### TEXT SECTION
Further discussion of these and other examples is described in the
following and shown in corresponding figures.
[0060] Example Procedures
[0061] The following discussion describes object boundary detection
techniques that may be implemented utilizing the previously
described systems and devices. Aspects of each of the procedures
may be implemented in hardware, firmware, or software, or a
combination thereof. The procedures are shown as a set of blocks
that specify operations performed by one or more devices and are
not necessarily limited to the orders shown for performing the
operations by the respective blocks. In portions of the following
discussion, reference will be made to FIGS. 1-8.
[0062] FIG. 9 is a flow diagram depicting a procedure 900 in an
example implementation in which object boundary detection
techniques are described. A gradient image and a monochrome image
are generated from an image (block 902). The gradient image can be
generated by applying an edge detection filter to the image. For
improved accuracy, the image can be down sampled to an optimum size
and filtered with a median filter to remove small features prior to
applying the edge detection filter. Any of a variety of edge
detection filters can be used, examples of which are described
above. The monochrome image can be converted from the gradient
image. For example, the contrast of the gradient image can be
enhanced to strengthen the gradient. Then, the enhanced gradient
image can be converted into the monochrome image.
[0063] Directional filters are applied to the monochrome image to
generate directionally filtered images (block 904). Each
directional filter applied to the monochrome image can provide an
output. For example, at least a vertical filter and a horizontal
filter are applied when the object in the image is a quadrilateral
object, such as a physical document. This is based on the
assumption that the edges of the document are substantially
vertical or horizontal.
[0064] The directionally filtered images are applied to the
gradient image to identify potential boundary lines of an object
displayed in the image (block 906). This step can be performed in
any of a variety of ways. In implementations, a transformation
algorithm is applied to the gradient image using the directionally
filtered images to constrain a search area of the transformation
algorithm. For instance, the search area for each respective
boundary can be constrained by a single directionally filtered
image. These constraints effectively reduce both resource and time
requirements for applying the transformation algorithm by causing
the transformation algorithm to only consider black pixels in the
directionally filtered image when performing a line detection
operation on the gradient image. Additionally, this improves
accuracy for boundary detection by eliminating from consideration
lines that are not likely to be boundaries of the object displayed
in the image.

### ACTIONS TO TAKE
- a) In the object boundary detection text, which filter is used to remove small features before the edge detection filter is applied?
- b) Please carry on writing the object boundary detection text, picking up right after its last sentence.
The entries after this point play no part in the work.

### DATA LISTING

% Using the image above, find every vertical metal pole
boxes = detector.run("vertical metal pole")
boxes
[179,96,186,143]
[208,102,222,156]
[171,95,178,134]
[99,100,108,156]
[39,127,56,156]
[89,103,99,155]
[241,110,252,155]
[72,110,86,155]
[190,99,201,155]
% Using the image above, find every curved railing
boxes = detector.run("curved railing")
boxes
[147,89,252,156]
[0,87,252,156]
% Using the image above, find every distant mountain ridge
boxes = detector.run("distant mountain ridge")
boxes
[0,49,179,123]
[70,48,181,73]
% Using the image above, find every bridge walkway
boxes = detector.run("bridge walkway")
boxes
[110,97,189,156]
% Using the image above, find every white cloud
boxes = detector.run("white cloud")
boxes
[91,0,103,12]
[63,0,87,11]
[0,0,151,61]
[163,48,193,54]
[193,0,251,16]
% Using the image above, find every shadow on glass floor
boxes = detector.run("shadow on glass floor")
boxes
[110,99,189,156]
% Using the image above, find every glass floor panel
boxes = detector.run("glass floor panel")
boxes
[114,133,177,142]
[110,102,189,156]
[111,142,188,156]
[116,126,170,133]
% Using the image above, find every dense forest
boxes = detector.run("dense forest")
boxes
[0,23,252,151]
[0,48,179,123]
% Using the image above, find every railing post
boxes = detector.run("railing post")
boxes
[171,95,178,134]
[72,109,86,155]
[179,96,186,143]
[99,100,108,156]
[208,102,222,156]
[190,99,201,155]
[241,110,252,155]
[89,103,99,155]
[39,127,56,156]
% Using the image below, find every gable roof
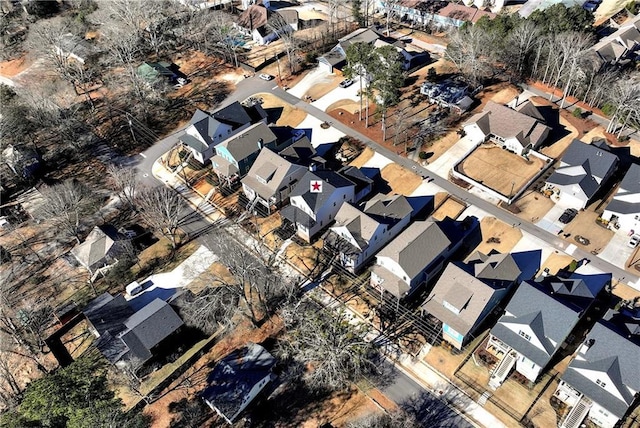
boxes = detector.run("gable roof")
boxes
[491,281,580,367]
[291,170,355,212]
[71,225,118,269]
[242,147,305,201]
[465,101,551,147]
[562,314,640,418]
[378,221,452,279]
[605,164,640,214]
[202,343,276,422]
[422,263,508,335]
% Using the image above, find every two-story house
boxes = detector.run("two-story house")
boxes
[242,147,307,213]
[324,194,433,272]
[211,122,292,185]
[602,164,640,234]
[463,101,551,155]
[422,250,541,349]
[487,273,611,389]
[554,306,640,428]
[280,171,356,242]
[370,217,479,299]
[179,102,267,164]
[545,140,618,209]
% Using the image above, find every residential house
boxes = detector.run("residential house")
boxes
[602,164,640,234]
[487,273,611,389]
[554,306,640,428]
[71,225,121,275]
[280,168,356,242]
[235,4,298,45]
[202,343,276,425]
[590,14,640,65]
[83,293,183,364]
[179,102,267,164]
[53,33,100,65]
[545,140,618,209]
[420,79,473,114]
[371,217,479,299]
[324,195,433,273]
[464,101,551,155]
[211,122,282,184]
[422,250,541,349]
[242,147,307,213]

### ANSWERS FOR THE TASKS
- a) A median filter.

- b)
[0065] A subset of the potential boundary lines is selected based
on a score associated with each respective potential boundary line
(block 908). This step can be performed in any of a variety of
ways. For example, each potential boundary line identified in block
908 is assigned a score that represents a likelihood that the
potential boundary line is an edge of the object displayed in the
image. The score can be based on a variety of factors, examples of
which are described above. In implementations, the scores can be
compared to one another to identify the relatively highest scores,
and then corresponding lines are selected to represent estimated
boundaries of the object in the image. If, for example, one end of
the object is cut off in the image, the corresponding edge would
therefore not be displayed in the image. Accordingly, the estimated
boundaries can be evaluated to determine if one or more of the
estimated boundaries is a false boundary, as illustrated in FIG.
10.
[0066] FIG. 10 is a flow diagram depicting a procedure 1000 in an
additional example implementation in which object boundary
detection techniques are described. The selected subset of the
potential boundary lines is associated with the image to segment
the image into a plurality of segments (block 1002). For example,
assume that the object is a quadrilateral object having two
substantially vertical boundaries and two substantially horizontal
boundaries. By extending these boundaries, or the corresponding
estimated boundaries, to the edge of the image, the image becomes
segmented into a maximum of nine segments. These segments can then
be used to determine false boundaries of the object in the
image.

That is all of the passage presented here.